Problems to solve —
1) Please copy the glycogen and starch passage starting with "Key Feature: The" and going on through "amylose is unbranched)", substituting "branched starch" for every instance of "amylopectin".
2) Extend the glycogen and starch passage with new writing that picks up after its final sentence.
Top of Passage shown
Storage Location: Starch is stored in plastids, particularly amyloplasts, found in various plant tissues like roots (e.g., potato) and seeds.
Key Feature: The dual composition of starch (amylose and amylopectin) allows for both long-term, dense storage (amylose) and relatively quicker access to energy (amylopectin).

Comparison Table: Glycogen vs. Starch


Feature	Glycogen	Starch
Biological Source	Animals and Fungi	Plants
Storage Site	Liver and muscle cells	Plastids (Amyloplasts)
Branching Frequency	Highly branched (every ~8-12 glucose units)	Less branched (amylopectin every ~20-25 glucose units; amylose is unbranched)
Components	Single, highly branched polymer	Two components: amylose (linear) and amylopectin (branched)
Energy Release	Rapid due to high branching, multiple enzyme sites	Slower due to less extensive branching and linear amylose
Solubility in Water	More soluble due to frequent branching	Amylose is less soluble; amylopectin causes swelling in hot water
Iodine Reaction	Reddish-brown colour	Blue-black colour
Associated Protein	Requires the central protein glycogenin	No such central protein involved

The Functional Significance of Structural Differences

The distinct structural architectures of glycogen and starch are directly related to the different energy requirements of animals and plants. Animals often require rapid bursts of energy, such as during exercise or a 'fight-or-flight' response. The high degree of branching in glycogen provides a large number of terminal glucose residues, allowing multiple enzymes to break down the molecule simultaneously for a very quick release of glucose. In contrast, plants require a more stable, long-term energy reserve. The combination of linear amylose and less-branched amylopectin in starch provides a balance between dense storage and energy accessibility.

Conclusion

As detailed in the NCERT syllabus, glycogen and starch are both polysaccharides built from glucose monomers, but their structural differences are profound and functionally significant. Glycogen's high degree of branching in animals facilitates the rapid mobilization of glucose for immediate energy needs. Starch, with its dual structure of linear amylose and less-branched amylopectin in plants, is suited for slower, long-term energy storage. These differences in molecular architecture are a perfect example of how evolutionary adaptations can shape biological molecules to serve specific metabolic demands.
Bottom of Passage shown
Top of Data for review
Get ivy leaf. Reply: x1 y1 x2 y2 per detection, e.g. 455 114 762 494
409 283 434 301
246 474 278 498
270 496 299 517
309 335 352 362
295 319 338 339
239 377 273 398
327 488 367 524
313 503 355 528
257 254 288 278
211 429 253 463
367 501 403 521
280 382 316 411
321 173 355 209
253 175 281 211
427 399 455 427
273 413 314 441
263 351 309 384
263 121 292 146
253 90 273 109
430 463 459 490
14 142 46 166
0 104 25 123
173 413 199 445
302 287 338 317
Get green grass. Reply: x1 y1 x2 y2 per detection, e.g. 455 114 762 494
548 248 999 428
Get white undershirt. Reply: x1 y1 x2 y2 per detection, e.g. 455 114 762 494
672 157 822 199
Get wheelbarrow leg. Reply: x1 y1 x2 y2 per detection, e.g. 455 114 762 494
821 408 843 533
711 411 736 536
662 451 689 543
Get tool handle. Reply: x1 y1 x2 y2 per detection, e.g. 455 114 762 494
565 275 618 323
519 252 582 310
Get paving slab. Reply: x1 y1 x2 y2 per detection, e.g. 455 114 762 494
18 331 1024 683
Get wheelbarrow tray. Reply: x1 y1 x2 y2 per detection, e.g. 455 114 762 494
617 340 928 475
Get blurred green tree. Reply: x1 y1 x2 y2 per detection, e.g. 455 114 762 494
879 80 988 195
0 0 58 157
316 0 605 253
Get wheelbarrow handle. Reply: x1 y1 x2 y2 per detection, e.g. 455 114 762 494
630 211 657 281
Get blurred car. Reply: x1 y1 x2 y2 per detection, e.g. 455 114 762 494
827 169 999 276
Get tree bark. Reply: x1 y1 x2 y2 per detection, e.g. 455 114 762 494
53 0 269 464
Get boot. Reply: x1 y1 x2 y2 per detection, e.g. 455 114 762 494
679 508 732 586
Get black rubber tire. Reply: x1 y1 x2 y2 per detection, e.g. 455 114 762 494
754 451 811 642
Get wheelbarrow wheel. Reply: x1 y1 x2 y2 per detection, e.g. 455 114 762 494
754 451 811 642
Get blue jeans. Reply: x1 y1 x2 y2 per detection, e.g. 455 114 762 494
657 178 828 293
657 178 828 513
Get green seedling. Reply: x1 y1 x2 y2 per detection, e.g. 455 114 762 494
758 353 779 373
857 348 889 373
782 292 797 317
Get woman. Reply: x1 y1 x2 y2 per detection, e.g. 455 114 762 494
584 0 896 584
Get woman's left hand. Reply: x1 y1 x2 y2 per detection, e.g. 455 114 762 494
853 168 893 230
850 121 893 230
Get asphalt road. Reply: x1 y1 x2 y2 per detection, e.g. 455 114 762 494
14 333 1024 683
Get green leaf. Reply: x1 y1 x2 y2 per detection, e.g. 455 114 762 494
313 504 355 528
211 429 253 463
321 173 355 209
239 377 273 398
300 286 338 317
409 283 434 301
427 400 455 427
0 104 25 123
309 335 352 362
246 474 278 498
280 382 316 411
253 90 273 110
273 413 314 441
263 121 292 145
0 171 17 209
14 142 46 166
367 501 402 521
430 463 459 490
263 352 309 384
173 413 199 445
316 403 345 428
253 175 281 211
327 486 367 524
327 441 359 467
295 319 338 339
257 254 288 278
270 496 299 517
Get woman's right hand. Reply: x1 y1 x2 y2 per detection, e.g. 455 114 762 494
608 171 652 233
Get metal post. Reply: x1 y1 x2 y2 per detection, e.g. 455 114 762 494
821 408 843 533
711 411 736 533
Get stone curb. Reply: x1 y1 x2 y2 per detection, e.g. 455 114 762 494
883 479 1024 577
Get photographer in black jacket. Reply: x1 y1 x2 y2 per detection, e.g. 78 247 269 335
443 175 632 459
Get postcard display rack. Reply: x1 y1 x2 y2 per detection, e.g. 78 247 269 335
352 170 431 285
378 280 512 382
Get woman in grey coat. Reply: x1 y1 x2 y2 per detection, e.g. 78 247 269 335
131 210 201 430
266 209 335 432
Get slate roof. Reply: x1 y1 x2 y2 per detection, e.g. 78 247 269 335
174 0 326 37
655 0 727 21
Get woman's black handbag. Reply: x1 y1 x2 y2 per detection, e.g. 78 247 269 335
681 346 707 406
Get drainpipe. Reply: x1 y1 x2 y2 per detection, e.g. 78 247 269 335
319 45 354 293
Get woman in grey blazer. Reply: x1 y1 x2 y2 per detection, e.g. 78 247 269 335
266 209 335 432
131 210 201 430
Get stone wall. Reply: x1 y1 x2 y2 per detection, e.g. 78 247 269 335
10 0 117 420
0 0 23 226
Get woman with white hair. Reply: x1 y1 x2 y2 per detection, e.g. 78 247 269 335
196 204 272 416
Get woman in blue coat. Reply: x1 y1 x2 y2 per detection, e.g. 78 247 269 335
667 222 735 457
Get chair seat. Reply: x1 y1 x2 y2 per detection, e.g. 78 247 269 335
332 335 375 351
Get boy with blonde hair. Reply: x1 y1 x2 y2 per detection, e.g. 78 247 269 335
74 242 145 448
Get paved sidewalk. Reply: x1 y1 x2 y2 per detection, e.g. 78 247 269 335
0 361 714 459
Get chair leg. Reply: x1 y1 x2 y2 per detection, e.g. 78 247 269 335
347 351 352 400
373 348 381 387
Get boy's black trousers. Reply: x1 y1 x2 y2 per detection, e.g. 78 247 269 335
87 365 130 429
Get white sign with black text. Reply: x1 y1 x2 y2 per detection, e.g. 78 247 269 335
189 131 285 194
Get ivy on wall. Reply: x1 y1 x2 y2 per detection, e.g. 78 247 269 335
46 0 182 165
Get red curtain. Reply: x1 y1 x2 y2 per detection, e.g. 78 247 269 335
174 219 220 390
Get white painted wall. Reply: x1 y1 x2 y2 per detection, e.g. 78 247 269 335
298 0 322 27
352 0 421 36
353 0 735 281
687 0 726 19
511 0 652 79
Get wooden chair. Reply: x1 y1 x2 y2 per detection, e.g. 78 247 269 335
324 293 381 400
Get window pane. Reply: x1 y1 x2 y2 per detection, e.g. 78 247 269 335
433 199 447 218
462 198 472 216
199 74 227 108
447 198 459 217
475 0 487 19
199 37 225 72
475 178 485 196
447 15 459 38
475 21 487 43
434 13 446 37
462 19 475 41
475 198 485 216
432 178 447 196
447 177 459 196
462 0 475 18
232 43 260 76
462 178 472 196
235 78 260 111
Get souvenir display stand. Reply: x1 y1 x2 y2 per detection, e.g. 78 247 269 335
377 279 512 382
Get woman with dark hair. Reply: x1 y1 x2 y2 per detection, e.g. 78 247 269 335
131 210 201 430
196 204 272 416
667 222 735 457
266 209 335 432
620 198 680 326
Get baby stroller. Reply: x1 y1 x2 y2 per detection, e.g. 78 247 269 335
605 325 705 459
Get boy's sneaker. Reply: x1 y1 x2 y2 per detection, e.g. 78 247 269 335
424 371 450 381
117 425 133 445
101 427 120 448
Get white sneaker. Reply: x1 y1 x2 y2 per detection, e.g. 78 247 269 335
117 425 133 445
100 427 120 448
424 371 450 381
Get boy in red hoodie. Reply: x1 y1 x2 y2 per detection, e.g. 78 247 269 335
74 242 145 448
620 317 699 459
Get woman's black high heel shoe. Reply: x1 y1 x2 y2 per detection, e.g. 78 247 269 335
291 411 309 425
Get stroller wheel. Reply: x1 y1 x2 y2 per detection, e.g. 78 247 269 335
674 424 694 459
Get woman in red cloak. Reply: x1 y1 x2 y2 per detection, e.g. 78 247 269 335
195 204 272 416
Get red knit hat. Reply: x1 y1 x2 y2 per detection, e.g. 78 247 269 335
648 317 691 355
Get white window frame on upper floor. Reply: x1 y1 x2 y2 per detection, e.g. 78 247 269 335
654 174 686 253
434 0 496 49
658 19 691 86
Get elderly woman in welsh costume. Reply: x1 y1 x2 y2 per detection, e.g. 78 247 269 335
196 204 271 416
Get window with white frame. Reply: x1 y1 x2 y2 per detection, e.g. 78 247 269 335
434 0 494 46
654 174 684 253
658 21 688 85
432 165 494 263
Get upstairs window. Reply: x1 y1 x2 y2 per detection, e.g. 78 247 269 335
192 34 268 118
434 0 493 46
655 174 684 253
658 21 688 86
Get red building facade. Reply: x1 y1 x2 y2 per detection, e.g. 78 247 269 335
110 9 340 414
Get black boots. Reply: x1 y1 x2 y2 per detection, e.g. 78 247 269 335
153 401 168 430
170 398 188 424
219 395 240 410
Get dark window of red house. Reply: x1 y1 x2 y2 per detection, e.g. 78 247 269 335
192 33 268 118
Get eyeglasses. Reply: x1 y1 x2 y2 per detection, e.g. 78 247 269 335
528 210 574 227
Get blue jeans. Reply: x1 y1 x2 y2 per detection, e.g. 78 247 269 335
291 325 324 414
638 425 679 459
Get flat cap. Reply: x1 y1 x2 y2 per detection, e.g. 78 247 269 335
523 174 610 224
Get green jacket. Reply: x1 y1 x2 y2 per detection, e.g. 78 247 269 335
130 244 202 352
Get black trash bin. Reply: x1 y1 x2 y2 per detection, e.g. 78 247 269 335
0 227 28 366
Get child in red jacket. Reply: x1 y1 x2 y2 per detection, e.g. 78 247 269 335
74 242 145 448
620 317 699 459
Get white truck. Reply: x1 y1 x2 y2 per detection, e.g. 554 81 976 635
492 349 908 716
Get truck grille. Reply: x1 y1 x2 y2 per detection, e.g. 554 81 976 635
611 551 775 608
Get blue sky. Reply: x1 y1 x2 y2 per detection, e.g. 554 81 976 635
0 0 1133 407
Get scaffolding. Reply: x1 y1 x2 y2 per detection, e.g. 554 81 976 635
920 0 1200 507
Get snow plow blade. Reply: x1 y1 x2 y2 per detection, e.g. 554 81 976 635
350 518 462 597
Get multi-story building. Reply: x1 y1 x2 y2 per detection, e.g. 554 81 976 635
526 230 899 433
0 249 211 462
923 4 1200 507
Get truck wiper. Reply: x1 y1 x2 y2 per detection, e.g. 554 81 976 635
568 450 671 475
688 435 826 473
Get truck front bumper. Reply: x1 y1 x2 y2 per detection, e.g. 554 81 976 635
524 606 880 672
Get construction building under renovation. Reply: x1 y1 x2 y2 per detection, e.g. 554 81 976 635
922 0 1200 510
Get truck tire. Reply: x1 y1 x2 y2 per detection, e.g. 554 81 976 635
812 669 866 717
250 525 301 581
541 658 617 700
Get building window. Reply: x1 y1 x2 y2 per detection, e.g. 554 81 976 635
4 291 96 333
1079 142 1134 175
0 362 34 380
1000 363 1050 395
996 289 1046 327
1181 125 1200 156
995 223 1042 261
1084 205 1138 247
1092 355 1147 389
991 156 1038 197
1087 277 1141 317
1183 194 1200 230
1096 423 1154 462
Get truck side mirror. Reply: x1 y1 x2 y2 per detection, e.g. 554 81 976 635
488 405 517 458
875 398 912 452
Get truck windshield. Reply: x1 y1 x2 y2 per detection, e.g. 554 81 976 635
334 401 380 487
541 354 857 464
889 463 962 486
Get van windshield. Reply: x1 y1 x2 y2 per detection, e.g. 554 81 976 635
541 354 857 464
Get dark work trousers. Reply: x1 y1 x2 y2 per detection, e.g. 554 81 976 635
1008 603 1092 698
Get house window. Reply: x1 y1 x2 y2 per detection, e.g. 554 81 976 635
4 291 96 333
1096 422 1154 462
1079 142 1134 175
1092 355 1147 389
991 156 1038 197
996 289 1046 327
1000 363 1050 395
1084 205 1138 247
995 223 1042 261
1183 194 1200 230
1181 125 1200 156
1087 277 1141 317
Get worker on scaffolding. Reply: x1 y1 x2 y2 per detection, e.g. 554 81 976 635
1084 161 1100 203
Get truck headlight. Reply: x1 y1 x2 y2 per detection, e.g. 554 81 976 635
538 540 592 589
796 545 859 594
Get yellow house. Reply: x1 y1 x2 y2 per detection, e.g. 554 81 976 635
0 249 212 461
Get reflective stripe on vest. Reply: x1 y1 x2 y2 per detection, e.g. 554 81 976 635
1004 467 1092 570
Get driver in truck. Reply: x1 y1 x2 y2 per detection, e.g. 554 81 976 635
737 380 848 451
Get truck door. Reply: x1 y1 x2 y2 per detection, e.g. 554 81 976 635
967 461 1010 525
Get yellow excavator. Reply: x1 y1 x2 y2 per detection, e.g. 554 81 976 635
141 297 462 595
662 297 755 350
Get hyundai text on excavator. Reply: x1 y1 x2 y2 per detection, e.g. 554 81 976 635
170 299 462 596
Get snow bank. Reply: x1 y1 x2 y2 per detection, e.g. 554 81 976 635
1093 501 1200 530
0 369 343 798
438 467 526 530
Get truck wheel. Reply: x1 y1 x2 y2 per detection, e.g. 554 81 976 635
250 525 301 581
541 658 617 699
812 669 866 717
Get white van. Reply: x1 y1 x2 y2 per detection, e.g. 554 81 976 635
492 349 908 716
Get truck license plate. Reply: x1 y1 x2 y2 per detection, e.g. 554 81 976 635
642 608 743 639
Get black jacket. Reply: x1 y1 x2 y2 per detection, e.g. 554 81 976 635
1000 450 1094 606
Bottom of Data for review
Results for each task —
1)
Key Feature: The dual composition of starch (amylose and branched starch) allows for both long-term, dense storage (amylose) and relatively quicker access to energy (branched starch).

Comparison Table: Glycogen vs. Starch


Feature	Glycogen	Starch
Biological Source	Animals and Fungi	Plants
Storage Site	Liver and muscle cells	Plastids (Amyloplasts)
Branching Frequency	Highly branched (every ~8-12 glucose units)	Less branched (branched starch every ~20-25 glucose units; amylose is unbranched)

2)
References

Glycogen: Structure, Functions & Importance in Biology - Vedantu: https://www.vedantu.com/chemistry/glycogen
Starch vs. Glycogen | Differences, Functions & Uses - Lesson - Study.com: https://study.com/academy/lesson/starch-vs-glycogen-structure-function.html

Frequently Asked Questions

The primary difference, as per the NCERT syllabus, is their biological source and structure. Glycogen is the storage polysaccharide in animals and is highly branched, whereas starch is the storage polysaccharide in plants and is a mixture of linear amylose and less-branched amylopectin.

Glycogen is mainly stored in the liver and muscles. Liver glycogen helps maintain blood glucose levels for the entire body, while muscle glycogen provides a local energy source for muscle cells.

Starch is composed of two types of glucose polymers: amylose, which is a linear, unbranched chain, and amylopectin, which is a branched chain.

Glycogen's higher branching creates more ends for enzymes to act on simultaneously, allowing for rapid glucose release. This is crucial for animals that need quick energy for movement or responding to threats.

The iodine test is a common method for differentiation. Starch's helical amylose structure traps iodine, producing a distinct blue-black colour. Glycogen's highly branched structure does not trap iodine in the same way, resulting in a reddish-brown colour.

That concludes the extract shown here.